Thursday, August 1, 2019

False Friends

For the past forty years I've been trying to become fluent in Spanish. (I'm slow.) One of the tricky things about Spanish, and, I assume, other Romance languages, is that many of the cognates -- the words that look similar and have the same Latin origins -- do not have identical meanings. These kinds of words are called "false friends," because you think they're your friends, and they're not. You think you can just say "deceptionante" to mean "deceptive." But "deceptionante" is deceiving, and also disappointing, which is how  you will find life after you misuse the word in front of someone who knows Spanish, because it means "disappointing." You'll also be embarrassed, but don't say you feel "embarajada," because that means "pregnant." (Talk about embarrassing.)  You can't just say what you mean in Spanish by sticking an "a" or an "o" on the end of a English word, or by pronouncing a word with an "-ion" suffix the Spanish way. Okay, sometimes you can, but not as often as you might hope. "Es raro" in Spanish does not mean "It's rare." It means "It's strange." I tell you, these Spaniards have a different word for everything.

But here's what's really strange (or raro). It's when you read Shakespeare and you gradually realize that the English words in front of you don't mean what you think they mean. Many English words of four centuries ago are false friends, too.

In fact, this factor is overwhelmingly the biggest barrier to understanding Shakespeare's English in the twenty-first century. It's not that his characters often say "thee" and "thou" and "thine." It's not that they use archaic terms like "hither"
and "yon." It's not that Romeo and Goneril and Rosalind and Othello use words that have long mouldered in our verbal dustbin, such as "eliade," "fain," and "falchion," not to mention "dustbin" (actually, even that one is too modern for Shakespeare). No. It's that Shakespeare uses words we think we know. It takes serious guesswork, or else footnote consultation, to figure out that they meant something quite different in 1595, and thus in the speech we are reading.

But these, the "false friends," are also one of the fascinations of Shakespeare. That's because we can see in his use of these words the origins of their current meanings, and catch glimpses of the way our culture has changed alongside the shifting meanings of these terms. Here are ten examples.

1. Watch. Some wealthy Elizabethans had pocket timepieces, but they didn't call them watches. When the word in Shakespeare is used as a noun, it signifies the guarding of something, a meaning we still use today: "the night watch." What we're not used to is "watch" as a verb being used to mean "stay awake" rather than "look closely at." For the latter, Shakespeare would use "observe." ("Observe my uncle," Hamlet tells Horatio.) But, "She shall watch all night," Petruchio sadistically gloats, telling the audience of his plan to keep his new wife Kate awake by making a racket and general brouhaha.

▶ [Your objective]
Transcribe the passage on false friends word for word, starting at "But these, the" and ending at "and general brouhaha.".

▶ [Data provided]
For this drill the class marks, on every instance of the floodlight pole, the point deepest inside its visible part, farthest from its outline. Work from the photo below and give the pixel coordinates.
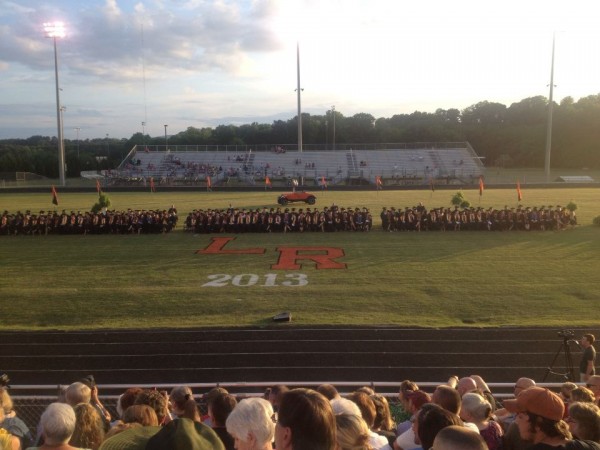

▶ [Answer for the task]
But these, the "false friends," are also one of the fascinations of Shakespeare. That's because we can see in his use of these words the origins of their current meanings, and catch glimpses of the way our culture has changed alongside the shifting meanings of these terms. Here are ten examples.

1. Watch. Some wealthy Elizabethans had pocket timepieces, but they didn't call them watches. When the word in Shakespeare is used as a noun, it signifies the guarding of something, a meaning we still use today: "the night watch." What we're not used to is "watch" as a verb being used to mean "stay awake" rather than "look closely at." For the latter, Shakespeare would use "observe." ("Observe my uncle," Hamlet tells Horatio.) But, "She shall watch all night," Petruchio sadistically gloats, telling the audience of his plan to keep his new wife Kate awake by making a racket and general brouhaha.